▸ PROBLEM REQUIREMENTS: Rewrite the lines below, changing "windmill blade" to "turbine blade" and leaving everything else unchanged.

▸ EXTRACTED INFORMATION:
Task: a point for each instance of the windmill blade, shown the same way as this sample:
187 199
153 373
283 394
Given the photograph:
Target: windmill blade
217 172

▸ THE ANSWER:
Task: a point for each instance of the turbine blade, shown the same way as this sample:
187 199
153 373
283 394
Given the photograph:
Target: turbine blade
217 172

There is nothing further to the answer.